Find every line in the rows below that contains the string "tower", treating case as significant, and copy each of those lines.

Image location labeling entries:
>>

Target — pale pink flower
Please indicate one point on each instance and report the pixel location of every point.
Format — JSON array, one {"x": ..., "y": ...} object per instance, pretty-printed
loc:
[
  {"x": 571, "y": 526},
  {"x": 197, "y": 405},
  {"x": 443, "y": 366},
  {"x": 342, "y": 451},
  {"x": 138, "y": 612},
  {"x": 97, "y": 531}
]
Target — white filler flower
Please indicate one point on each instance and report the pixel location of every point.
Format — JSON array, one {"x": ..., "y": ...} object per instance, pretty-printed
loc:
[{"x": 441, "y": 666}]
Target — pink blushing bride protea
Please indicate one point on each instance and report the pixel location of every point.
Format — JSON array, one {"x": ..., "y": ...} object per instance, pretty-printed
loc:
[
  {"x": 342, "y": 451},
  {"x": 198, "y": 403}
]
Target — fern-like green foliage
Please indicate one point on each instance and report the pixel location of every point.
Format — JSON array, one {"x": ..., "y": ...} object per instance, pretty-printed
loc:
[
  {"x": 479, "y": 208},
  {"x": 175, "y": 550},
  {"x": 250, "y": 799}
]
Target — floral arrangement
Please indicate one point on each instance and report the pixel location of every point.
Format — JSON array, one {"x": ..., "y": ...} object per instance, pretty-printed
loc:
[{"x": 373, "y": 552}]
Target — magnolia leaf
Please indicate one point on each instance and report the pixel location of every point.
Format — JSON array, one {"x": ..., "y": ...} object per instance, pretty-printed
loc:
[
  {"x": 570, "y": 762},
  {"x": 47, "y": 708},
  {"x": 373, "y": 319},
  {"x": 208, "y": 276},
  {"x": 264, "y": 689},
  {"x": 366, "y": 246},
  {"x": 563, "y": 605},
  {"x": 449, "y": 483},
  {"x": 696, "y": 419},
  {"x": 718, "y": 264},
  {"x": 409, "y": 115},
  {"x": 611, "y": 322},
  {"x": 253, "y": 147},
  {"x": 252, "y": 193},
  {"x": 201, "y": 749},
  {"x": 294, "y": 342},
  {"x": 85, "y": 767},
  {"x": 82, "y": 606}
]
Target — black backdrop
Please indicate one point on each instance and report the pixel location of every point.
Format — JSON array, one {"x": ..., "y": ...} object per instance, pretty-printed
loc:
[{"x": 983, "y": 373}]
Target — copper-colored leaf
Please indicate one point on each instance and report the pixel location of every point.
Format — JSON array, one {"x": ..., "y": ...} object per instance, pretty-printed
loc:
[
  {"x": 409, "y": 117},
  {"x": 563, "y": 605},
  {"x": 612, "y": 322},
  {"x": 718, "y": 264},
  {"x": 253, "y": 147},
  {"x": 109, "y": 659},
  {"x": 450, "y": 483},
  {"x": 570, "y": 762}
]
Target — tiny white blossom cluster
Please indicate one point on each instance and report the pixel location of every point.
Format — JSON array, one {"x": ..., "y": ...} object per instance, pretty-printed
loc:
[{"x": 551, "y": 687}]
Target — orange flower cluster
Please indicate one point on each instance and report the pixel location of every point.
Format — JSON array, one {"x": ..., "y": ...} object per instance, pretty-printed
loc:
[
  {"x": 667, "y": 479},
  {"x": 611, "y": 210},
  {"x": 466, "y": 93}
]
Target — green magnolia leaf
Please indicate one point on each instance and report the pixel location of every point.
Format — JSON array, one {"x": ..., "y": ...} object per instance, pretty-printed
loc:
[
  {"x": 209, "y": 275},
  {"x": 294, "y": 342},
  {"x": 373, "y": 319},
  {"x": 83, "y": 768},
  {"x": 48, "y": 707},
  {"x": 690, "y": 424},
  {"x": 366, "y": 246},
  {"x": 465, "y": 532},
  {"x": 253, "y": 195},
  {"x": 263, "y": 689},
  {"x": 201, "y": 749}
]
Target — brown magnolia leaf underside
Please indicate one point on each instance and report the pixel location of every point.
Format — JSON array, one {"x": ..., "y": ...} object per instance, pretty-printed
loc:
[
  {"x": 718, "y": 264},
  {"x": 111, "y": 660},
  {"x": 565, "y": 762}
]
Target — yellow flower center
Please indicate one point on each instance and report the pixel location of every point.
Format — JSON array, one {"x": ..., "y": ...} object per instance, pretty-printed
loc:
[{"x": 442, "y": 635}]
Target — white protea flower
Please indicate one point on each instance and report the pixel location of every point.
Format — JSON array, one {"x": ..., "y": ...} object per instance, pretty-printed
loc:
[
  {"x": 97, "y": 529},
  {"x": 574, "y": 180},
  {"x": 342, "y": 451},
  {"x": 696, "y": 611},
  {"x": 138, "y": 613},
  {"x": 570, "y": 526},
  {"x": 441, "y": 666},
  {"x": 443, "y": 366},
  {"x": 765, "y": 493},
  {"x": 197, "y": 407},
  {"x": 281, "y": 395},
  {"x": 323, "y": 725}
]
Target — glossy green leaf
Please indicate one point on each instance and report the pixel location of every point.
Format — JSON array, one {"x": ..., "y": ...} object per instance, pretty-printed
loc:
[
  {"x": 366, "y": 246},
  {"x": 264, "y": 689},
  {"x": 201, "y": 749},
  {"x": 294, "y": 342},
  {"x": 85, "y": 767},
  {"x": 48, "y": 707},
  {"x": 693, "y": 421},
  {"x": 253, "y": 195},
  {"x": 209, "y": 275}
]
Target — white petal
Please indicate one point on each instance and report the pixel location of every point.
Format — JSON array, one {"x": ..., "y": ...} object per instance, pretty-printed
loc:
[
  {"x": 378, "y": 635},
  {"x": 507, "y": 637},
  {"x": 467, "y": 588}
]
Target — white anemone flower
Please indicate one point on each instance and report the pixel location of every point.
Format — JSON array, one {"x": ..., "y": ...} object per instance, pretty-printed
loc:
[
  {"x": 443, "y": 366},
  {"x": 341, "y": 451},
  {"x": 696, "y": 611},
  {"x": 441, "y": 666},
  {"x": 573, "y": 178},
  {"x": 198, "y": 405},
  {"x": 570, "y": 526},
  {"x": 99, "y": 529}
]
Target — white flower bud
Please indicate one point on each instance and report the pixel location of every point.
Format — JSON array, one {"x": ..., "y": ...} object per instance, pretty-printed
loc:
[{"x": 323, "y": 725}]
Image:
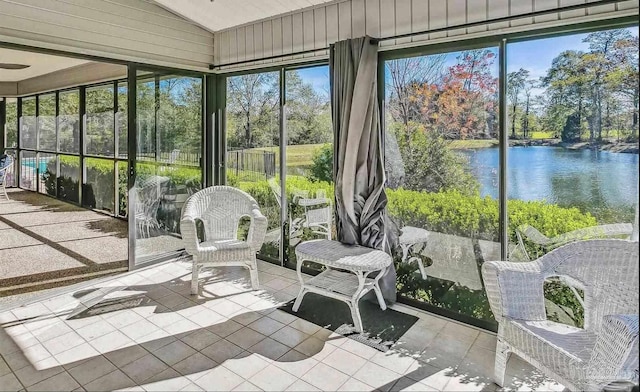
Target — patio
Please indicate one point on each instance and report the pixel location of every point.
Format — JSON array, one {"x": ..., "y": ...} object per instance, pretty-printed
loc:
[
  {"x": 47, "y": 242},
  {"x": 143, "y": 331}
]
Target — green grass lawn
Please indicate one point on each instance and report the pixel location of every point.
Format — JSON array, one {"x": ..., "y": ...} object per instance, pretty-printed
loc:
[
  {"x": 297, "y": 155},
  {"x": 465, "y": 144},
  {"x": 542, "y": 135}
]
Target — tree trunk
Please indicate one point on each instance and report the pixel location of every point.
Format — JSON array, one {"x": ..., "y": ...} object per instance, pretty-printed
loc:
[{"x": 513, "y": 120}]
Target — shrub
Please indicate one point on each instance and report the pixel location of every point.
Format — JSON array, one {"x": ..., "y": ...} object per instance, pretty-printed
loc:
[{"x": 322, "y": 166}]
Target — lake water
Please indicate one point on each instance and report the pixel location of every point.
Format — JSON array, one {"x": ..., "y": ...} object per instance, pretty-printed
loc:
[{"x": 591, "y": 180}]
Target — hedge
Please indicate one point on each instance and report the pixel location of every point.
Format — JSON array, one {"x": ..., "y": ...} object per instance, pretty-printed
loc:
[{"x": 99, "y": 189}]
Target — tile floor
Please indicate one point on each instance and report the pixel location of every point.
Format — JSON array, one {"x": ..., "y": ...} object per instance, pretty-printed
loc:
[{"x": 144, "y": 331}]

<<
>>

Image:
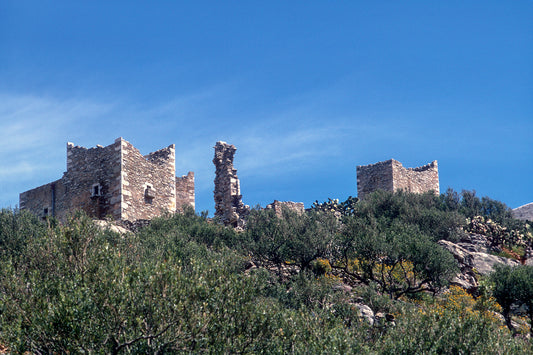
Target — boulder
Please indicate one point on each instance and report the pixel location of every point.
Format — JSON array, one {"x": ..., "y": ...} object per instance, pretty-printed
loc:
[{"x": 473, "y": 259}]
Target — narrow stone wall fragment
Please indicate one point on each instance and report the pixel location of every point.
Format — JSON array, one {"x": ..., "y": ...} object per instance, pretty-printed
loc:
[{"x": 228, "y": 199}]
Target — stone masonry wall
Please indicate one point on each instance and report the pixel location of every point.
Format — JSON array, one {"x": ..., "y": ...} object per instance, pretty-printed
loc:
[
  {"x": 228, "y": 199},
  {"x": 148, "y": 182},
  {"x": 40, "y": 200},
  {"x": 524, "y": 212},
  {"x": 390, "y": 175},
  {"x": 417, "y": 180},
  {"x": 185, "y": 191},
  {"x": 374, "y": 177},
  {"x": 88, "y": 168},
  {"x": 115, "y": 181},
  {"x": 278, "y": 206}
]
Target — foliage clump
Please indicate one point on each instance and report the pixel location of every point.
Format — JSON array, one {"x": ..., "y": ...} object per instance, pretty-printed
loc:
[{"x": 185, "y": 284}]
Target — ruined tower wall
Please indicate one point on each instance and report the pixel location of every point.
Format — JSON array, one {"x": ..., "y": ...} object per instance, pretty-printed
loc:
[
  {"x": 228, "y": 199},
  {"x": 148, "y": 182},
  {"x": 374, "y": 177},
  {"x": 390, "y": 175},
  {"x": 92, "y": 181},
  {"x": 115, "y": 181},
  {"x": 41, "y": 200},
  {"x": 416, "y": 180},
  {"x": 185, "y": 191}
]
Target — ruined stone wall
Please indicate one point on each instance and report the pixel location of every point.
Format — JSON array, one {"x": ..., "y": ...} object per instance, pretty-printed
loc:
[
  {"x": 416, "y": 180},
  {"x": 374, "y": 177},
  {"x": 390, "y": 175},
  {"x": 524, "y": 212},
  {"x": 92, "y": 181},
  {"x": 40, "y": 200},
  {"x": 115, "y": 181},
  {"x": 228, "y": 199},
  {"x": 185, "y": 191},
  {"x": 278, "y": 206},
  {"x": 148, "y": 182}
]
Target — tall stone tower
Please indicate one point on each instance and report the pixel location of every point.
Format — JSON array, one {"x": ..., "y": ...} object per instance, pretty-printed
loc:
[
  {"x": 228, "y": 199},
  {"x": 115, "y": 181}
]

<<

**In response:**
Target — ruined tower wall
Target — tall stone tower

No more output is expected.